◆ **PARTS OF THE EXERCISE**
[1] Summarize the Semen Gresik article in two sentences.
[2] According to the Semen Gresik article, what is the company's total production capacity per year?
[3] Write out the Semen Gresik article word for word from "The company said" to "period in 1998.".

— begin SUPPLIED TEXT —

Semen Gresik expects sales to increase
JAKARTA (JP): Publicly listed cement producer PT Semen Gresik estimates total cement sales will increase to 12 million tons this year from 10.28 million tons in 1998.
Company president Urip Timuryono said on Friday that five million tons of total sales would go to export markets.
The company said total sales increased by 33 percent to 8.39 million tons in the January to August period.
"We are certain that with rising demand from export markets we can operate on a 70 percent capacity," Urip said on Friday after the company's extraordinary shareholders meeting.
Semen Gresik, which has a total production capacity of 17.3 million tons a year, booked total sales of 8.4 million tons during the January to August period, a surge of 33 percent from the same period last year on the back of higher exports.
During the period, the company exported about three million tons, rising significantly from 813,000 tons in the same period last year.
Domestic sales reached 5.4 million tons in the eight month period, down 1.4 percent from 5.5 million tons in the same period in 1998.

— end SUPPLIED TEXT —
— begin INFORMATION SUPPLIED —

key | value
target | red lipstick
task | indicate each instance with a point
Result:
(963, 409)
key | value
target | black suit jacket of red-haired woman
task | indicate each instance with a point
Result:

— end INFORMATION SUPPLIED —

◆ **WRITTEN RESPONSES**
[1] Publicly listed cement producer PT Semen Gresik estimates its total cement sales will rise to 12 million tons this year from 10.28 million tons in 1998, with five million tons going to export markets. Its sales rose 33 percent to about 8.4 million tons in the January to August period on higher exports, while domestic sales fell 1.4 percent to 5.4 million tons.

[2] 17.3 million tons a year.

[3]
The company said total sales increased by 33 percent to 8.39 million tons in the January to August period.
"We are certain that with rising demand from export markets we can operate on a 70 percent capacity," Urip said on Friday after the company's extraordinary shareholders meeting.
Semen Gresik, which has a total production capacity of 17.3 million tons a year, booked total sales of 8.4 million tons during the January to August period, a surge of 33 percent from the same period last year on the back of higher exports.
During the period, the company exported about three million tons, rising significantly from 813,000 tons in the same period last year.
Domestic sales reached 5.4 million tons in the eight month period, down 1.4 percent from 5.5 million tons in the same period in 1998.